Page excerpt:
▶

Anthropic announced the Claude 3 model family earlier this month, claiming it can outclass OpenAI’s GPT-4. The company showed various performance metrics of the model and compared them with those of rival chatbots to draw that conclusion. Now, the Claude 3 supremacy also reflects on the Arena leaderboard.

Claude 3 Opus beats GPT-4 to become the number one

Claude 3 Opus has topped the LYMSYS Chatbot Arena ranking to push the GPT-4 model to the second position. The Claude 3 Opus gained an Elo score of 1253, slightly more than 1251 of GPT-4. It’s the same score that judges how skillful chess players are. But in this case, the benchmark scores are judging various AI models, not chess players.

However, the LYMSYS Chatbot Arena isn’t perfect. The benchmarking results that it shows are based on people’s voting. As such, the scores were updated after 70 thousand new votes. So, in theory, a better score should indicate that the overall output of the AI model was better. But a lot of the time, how good the output is depends on who’s viewing it. Users also complain that GPT-4 doesn’t load properly in Chatbot Arena (via Tom’sguide). Despite that, OpenAI held the first position all these years until it was ousted by the Claude 3 Opus a few hours ago.

While an updated Arena ranking will likely generate more interest in Anthropic’s AI models, OpenAI has plans to launch GPT-5 this summer, which is said to be “materially better”. If that turns out to be the case, OpenAI is likely to regain its top position on the Arena leaderboard.

◀

Data under study:
▶

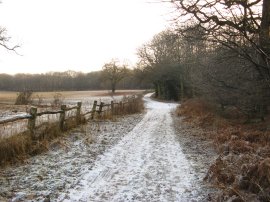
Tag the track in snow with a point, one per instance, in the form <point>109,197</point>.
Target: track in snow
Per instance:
<point>146,165</point>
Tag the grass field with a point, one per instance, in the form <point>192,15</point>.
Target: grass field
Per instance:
<point>7,97</point>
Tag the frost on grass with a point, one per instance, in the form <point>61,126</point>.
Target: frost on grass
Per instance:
<point>129,160</point>
<point>51,174</point>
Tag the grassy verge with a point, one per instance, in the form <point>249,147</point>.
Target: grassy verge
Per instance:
<point>18,148</point>
<point>242,169</point>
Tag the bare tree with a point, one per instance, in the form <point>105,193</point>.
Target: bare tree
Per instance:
<point>4,39</point>
<point>114,73</point>
<point>242,26</point>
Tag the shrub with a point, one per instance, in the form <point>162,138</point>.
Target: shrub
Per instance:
<point>24,98</point>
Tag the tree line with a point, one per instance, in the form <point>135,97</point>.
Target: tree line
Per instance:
<point>69,80</point>
<point>219,50</point>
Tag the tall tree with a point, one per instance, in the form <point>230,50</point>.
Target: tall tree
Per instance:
<point>114,73</point>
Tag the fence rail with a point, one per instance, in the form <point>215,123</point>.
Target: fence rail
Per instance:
<point>96,109</point>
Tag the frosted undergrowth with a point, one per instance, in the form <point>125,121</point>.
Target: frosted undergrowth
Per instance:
<point>132,160</point>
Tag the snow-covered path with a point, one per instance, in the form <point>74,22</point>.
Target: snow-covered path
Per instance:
<point>146,165</point>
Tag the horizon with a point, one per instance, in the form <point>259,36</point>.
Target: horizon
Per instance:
<point>76,35</point>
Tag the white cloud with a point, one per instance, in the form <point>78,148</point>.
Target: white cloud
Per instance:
<point>57,35</point>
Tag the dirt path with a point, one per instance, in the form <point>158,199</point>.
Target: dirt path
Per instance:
<point>146,165</point>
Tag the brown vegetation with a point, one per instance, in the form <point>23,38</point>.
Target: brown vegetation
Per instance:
<point>242,169</point>
<point>17,148</point>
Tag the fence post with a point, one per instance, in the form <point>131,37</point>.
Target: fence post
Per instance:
<point>78,113</point>
<point>100,108</point>
<point>94,109</point>
<point>32,120</point>
<point>112,108</point>
<point>62,117</point>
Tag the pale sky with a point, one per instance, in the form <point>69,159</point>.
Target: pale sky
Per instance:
<point>79,35</point>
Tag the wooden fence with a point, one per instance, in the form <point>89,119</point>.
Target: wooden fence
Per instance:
<point>111,108</point>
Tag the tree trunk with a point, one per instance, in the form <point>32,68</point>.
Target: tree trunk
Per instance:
<point>265,46</point>
<point>113,87</point>
<point>265,27</point>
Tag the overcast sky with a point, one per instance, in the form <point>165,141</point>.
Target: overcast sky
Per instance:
<point>80,35</point>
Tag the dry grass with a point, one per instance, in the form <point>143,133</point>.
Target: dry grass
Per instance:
<point>10,97</point>
<point>17,148</point>
<point>244,161</point>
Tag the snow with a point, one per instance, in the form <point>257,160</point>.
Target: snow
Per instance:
<point>146,165</point>
<point>134,158</point>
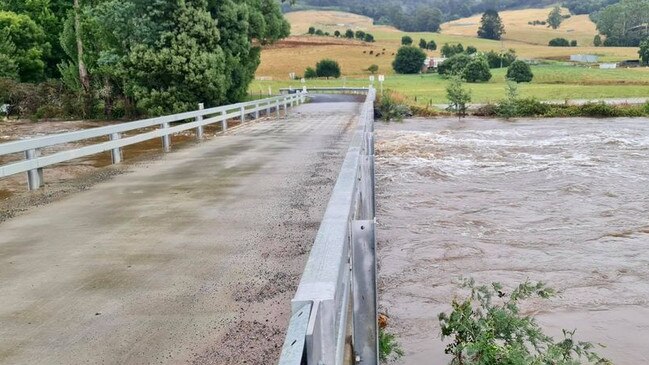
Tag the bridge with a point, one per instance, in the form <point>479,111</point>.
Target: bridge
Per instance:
<point>196,257</point>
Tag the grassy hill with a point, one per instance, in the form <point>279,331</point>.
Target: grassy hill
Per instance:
<point>554,81</point>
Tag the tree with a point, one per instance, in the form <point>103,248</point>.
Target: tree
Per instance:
<point>491,26</point>
<point>477,71</point>
<point>644,52</point>
<point>328,68</point>
<point>520,71</point>
<point>409,60</point>
<point>555,18</point>
<point>310,73</point>
<point>597,41</point>
<point>454,65</point>
<point>27,43</point>
<point>457,96</point>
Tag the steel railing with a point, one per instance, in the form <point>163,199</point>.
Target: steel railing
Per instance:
<point>340,274</point>
<point>327,90</point>
<point>34,161</point>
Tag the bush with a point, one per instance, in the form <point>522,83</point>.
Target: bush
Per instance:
<point>454,65</point>
<point>477,71</point>
<point>559,42</point>
<point>389,107</point>
<point>488,327</point>
<point>409,60</point>
<point>328,68</point>
<point>497,60</point>
<point>310,73</point>
<point>520,71</point>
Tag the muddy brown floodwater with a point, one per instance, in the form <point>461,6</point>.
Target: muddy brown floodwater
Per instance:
<point>560,201</point>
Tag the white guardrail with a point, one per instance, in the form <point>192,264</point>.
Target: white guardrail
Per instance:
<point>34,162</point>
<point>326,90</point>
<point>340,275</point>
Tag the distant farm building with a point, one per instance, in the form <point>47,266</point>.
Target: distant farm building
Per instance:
<point>584,58</point>
<point>431,63</point>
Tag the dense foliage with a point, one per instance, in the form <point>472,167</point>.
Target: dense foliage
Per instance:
<point>144,56</point>
<point>519,71</point>
<point>488,328</point>
<point>491,26</point>
<point>409,60</point>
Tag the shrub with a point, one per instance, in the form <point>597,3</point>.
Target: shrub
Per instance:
<point>310,73</point>
<point>559,42</point>
<point>454,65</point>
<point>328,68</point>
<point>488,328</point>
<point>497,60</point>
<point>597,41</point>
<point>389,107</point>
<point>520,71</point>
<point>409,60</point>
<point>477,71</point>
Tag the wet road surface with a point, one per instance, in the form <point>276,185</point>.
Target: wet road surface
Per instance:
<point>189,259</point>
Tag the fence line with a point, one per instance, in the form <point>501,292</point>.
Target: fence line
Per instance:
<point>340,274</point>
<point>34,163</point>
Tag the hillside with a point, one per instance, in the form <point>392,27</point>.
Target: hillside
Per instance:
<point>577,27</point>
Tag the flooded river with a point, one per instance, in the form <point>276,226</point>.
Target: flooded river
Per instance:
<point>560,201</point>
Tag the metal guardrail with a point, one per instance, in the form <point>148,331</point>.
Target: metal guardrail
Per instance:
<point>340,274</point>
<point>327,90</point>
<point>34,163</point>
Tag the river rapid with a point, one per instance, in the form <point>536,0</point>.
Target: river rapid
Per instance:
<point>563,201</point>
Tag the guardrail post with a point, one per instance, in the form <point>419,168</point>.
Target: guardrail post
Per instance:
<point>116,153</point>
<point>34,176</point>
<point>224,122</point>
<point>365,327</point>
<point>166,139</point>
<point>199,118</point>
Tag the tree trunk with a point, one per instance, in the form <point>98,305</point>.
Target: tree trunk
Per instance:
<point>83,72</point>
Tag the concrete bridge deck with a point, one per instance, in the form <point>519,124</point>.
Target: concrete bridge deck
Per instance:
<point>189,259</point>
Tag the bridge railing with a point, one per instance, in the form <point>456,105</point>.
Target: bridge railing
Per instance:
<point>32,148</point>
<point>327,90</point>
<point>340,275</point>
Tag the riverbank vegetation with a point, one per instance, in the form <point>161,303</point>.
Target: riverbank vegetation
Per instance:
<point>129,58</point>
<point>489,327</point>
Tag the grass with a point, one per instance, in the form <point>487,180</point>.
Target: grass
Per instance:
<point>553,81</point>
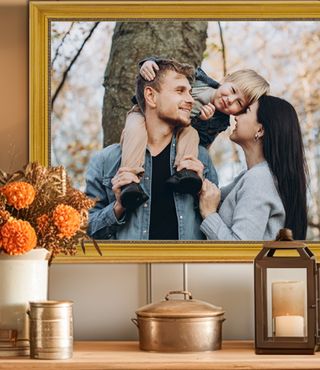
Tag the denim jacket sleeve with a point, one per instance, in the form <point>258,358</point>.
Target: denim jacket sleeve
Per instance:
<point>103,223</point>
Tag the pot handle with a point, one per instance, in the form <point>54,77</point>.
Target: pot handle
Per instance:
<point>135,321</point>
<point>184,292</point>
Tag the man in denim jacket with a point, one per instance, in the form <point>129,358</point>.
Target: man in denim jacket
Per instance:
<point>166,103</point>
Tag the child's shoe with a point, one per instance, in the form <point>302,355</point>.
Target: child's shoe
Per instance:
<point>185,182</point>
<point>132,196</point>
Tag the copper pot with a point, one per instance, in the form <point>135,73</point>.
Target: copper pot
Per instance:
<point>176,325</point>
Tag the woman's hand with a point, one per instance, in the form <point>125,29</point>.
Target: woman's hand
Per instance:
<point>209,199</point>
<point>207,111</point>
<point>148,70</point>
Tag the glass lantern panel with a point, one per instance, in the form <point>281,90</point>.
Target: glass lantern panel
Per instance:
<point>287,302</point>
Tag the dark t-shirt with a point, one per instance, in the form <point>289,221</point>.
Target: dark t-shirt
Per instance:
<point>163,218</point>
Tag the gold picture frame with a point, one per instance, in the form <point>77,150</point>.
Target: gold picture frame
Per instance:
<point>41,12</point>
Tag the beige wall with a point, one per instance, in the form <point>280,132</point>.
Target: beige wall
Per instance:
<point>106,296</point>
<point>14,84</point>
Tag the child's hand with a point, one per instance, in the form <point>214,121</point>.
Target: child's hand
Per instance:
<point>209,198</point>
<point>207,111</point>
<point>148,70</point>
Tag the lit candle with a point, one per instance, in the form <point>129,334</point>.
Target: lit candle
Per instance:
<point>289,326</point>
<point>288,308</point>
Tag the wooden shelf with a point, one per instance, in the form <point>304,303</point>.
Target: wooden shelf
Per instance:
<point>234,355</point>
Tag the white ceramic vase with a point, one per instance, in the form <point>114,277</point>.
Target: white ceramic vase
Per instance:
<point>22,279</point>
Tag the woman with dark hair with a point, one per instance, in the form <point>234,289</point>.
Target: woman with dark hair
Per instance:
<point>271,193</point>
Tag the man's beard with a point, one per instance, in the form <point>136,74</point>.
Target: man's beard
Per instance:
<point>174,122</point>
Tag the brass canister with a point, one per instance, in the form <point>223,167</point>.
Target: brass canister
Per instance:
<point>51,330</point>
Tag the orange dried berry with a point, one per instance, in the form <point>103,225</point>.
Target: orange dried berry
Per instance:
<point>42,223</point>
<point>17,237</point>
<point>19,194</point>
<point>67,220</point>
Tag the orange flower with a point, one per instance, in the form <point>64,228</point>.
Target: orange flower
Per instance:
<point>67,220</point>
<point>19,194</point>
<point>17,237</point>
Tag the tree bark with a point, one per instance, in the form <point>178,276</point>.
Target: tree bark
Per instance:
<point>133,41</point>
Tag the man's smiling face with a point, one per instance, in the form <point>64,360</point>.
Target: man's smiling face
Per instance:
<point>174,101</point>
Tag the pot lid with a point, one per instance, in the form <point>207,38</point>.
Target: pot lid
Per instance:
<point>180,307</point>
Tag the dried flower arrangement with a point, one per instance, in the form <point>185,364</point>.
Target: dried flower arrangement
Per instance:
<point>40,208</point>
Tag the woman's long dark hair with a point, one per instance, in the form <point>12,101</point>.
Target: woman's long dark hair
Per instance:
<point>284,152</point>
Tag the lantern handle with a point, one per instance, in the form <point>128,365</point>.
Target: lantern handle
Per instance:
<point>184,292</point>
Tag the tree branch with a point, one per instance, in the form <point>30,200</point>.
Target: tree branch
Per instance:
<point>223,50</point>
<point>65,73</point>
<point>61,43</point>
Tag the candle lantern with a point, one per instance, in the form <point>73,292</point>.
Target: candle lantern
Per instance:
<point>285,297</point>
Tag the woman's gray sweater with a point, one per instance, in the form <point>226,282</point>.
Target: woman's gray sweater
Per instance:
<point>251,208</point>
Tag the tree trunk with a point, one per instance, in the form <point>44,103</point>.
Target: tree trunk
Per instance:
<point>133,41</point>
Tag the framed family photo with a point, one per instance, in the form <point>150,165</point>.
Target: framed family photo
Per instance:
<point>83,63</point>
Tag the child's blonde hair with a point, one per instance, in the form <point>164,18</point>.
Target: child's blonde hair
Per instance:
<point>250,83</point>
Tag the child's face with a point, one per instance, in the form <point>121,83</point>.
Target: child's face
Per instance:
<point>229,99</point>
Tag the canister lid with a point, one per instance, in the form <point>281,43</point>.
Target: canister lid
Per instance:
<point>50,304</point>
<point>180,307</point>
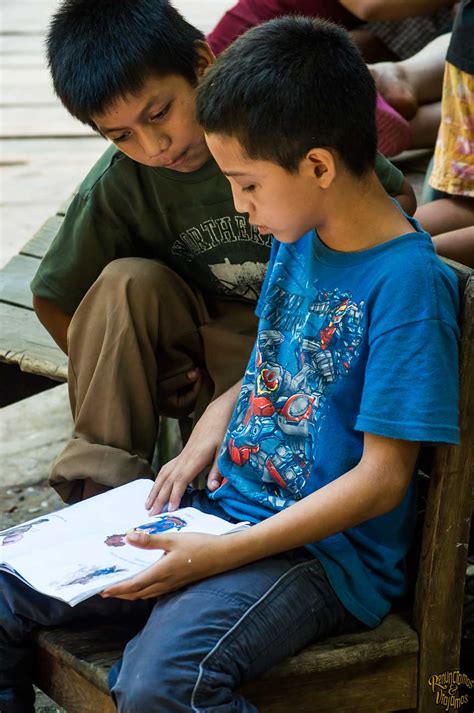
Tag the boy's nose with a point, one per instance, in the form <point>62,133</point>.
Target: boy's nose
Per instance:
<point>241,202</point>
<point>153,145</point>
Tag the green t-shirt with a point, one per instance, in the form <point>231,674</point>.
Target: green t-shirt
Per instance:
<point>186,220</point>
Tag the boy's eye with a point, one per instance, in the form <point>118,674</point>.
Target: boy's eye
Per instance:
<point>119,139</point>
<point>161,114</point>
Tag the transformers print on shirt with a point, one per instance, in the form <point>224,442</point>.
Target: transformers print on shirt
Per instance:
<point>309,346</point>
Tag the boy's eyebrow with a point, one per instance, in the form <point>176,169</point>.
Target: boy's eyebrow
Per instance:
<point>145,109</point>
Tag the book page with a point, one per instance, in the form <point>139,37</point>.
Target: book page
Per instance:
<point>81,550</point>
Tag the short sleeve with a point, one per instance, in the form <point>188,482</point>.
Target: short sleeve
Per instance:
<point>87,240</point>
<point>389,175</point>
<point>411,384</point>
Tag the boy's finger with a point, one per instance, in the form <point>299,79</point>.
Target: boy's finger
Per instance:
<point>161,498</point>
<point>176,495</point>
<point>214,479</point>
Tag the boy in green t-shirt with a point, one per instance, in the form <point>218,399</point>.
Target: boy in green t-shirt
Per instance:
<point>150,284</point>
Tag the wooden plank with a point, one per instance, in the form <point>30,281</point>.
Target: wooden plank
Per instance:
<point>50,121</point>
<point>376,688</point>
<point>15,280</point>
<point>25,342</point>
<point>42,239</point>
<point>440,585</point>
<point>26,86</point>
<point>30,17</point>
<point>344,673</point>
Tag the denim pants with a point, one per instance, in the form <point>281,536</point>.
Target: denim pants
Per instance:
<point>197,646</point>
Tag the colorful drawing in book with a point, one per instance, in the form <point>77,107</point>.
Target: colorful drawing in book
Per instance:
<point>16,534</point>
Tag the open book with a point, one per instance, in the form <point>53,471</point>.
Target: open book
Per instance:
<point>77,552</point>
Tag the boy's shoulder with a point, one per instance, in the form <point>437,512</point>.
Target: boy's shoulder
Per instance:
<point>413,282</point>
<point>113,166</point>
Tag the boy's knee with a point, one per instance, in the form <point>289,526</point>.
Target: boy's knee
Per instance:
<point>141,692</point>
<point>131,270</point>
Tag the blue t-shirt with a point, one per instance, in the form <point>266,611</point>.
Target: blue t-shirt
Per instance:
<point>347,343</point>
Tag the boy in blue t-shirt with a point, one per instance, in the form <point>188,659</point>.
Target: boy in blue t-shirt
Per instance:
<point>319,442</point>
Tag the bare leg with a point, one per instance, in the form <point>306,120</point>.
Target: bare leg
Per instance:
<point>457,245</point>
<point>446,214</point>
<point>372,49</point>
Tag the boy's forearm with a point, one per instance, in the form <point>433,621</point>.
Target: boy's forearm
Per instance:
<point>365,492</point>
<point>53,319</point>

◀

What to do:
1 - According to the article on Claude 3 Opus, what Elo score did Claude 3 Opus receive on the LYMSYS Chatbot Arena ranking?
2 - Using the article on Claude 3 Opus, explain in one to three sentences why the LYMSYS Chatbot Arena isn't perfect.
3 - Reproduce word for word everything in the article on Claude 3 Opus from "However, the LYMSYS" down to "position on the Arena leaderboard.".

Solutions to the tasks:
1 - Claude 3 Opus received an Elo score of 1253.

2 - Its benchmarking results are based on people's voting, and how good an AI model's output seems often depends on who is viewing it. Users also complain that GPT-4 doesn't load properly in Chatbot Arena.

3 -
However, the LYMSYS Chatbot Arena isn’t perfect. The benchmarking results that it shows are based on people’s voting. As such, the scores were updated after 70 thousand new votes. So, in theory, a better score should indicate that the overall output of the AI model was better. But a lot of the time, how good the output is depends on who’s viewing it. Users also complain that GPT-4 doesn’t load properly in Chatbot Arena (via Tom’sguide). Despite that, OpenAI held the first position all these years until it was ousted by the Claude 3 Opus a few hours ago.

While an updated Arena ranking will likely generate more interest in Anthropic’s AI models, OpenAI has plans to launch GPT-5 this summer, which is said to be “materially better”. If that turns out to be the case, OpenAI is likely to regain its top position on the Arena leaderboard.